Write out all of the records precisely. Skip anything that is a picture.
------------------------------------------------------------------------
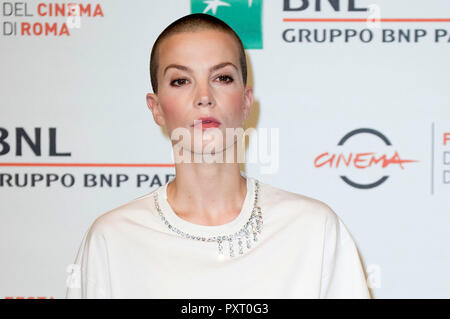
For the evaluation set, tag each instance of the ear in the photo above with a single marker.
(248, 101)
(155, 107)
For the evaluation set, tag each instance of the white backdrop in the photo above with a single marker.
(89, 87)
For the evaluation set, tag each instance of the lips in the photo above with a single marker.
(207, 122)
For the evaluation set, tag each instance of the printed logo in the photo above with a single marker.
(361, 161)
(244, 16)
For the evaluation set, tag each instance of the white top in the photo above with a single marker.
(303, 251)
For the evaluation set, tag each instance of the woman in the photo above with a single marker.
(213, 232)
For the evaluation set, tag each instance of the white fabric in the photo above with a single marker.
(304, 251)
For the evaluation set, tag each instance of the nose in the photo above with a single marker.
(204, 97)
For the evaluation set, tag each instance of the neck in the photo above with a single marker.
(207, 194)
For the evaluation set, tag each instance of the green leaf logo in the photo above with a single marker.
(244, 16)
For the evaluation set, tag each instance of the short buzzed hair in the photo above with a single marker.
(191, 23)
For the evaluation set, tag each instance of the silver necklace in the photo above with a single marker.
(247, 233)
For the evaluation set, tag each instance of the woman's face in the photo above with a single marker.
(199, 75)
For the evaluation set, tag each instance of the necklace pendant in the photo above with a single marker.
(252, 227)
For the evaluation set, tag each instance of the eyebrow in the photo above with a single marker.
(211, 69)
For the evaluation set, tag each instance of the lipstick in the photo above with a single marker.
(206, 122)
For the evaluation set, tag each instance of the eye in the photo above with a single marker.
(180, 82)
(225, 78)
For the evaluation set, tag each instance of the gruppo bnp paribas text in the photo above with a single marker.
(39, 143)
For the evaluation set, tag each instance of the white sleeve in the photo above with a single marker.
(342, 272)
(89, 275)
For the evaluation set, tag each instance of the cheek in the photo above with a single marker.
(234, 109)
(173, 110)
------------------------------------------------------------------------
RESULT FOR THIS EXERCISE.
For the evaluation set, tag each instance of the ear in the photo above with a single marker.
(248, 101)
(155, 107)
For the evaluation set, tag each instance of the white backdrop in the photo above with a single marker.
(89, 87)
For the evaluation set, tag each instance of the lips in the photo above with a single marker.
(207, 122)
For the evaluation set, tag each instance of the printed logo in the photo above with a single marker.
(361, 161)
(244, 16)
For the evaluation set, tag each instance of the white top in the photo above with a single marker.
(303, 251)
For the evaluation set, tag each instance of the woman in the photo above with a single marker.
(213, 232)
For the evaluation set, tag each instance of the white fabric in the photo above with a single marker.
(304, 251)
For the evaluation set, tag each instance of the nose in the photo above with a single marker.
(204, 97)
For the evaluation set, tag each instance of the neck in the photo above with a single marker.
(207, 194)
For the evaluation set, tag each instance of the green leaf logo in the photo above with a single marker.
(244, 16)
For the evaluation set, tag each instance of the short buzzed hair in the photo above with a single marker.
(191, 23)
For the evaluation set, tag each instance of the silver necklace in the photo above with a single marker.
(247, 233)
For the evaluation set, tag each instance of the woman's face in the photo above with a single marker.
(199, 75)
For the evaluation set, tag each instance of the necklace pendant in the photo above with a single marker.
(252, 227)
For the evaluation set, tag each instance of the eyebrow in the photo above with a single marker.
(211, 69)
For the evaluation set, tag each instance of the lipstick in the photo above with a single marker.
(206, 122)
For the evaluation set, tag each instance of the eye in the photo above with a single marker.
(180, 82)
(225, 78)
For the evaluation set, tag each instance of the gruppo bnp paribas text in the photo above with a single marker.
(39, 143)
For the evaluation set, tag each instance of the white sleeve in the photo above with a single marker.
(342, 272)
(89, 275)
For the evaluation set, tag each instance of the cheek in the photo above with a single marker.
(234, 109)
(173, 110)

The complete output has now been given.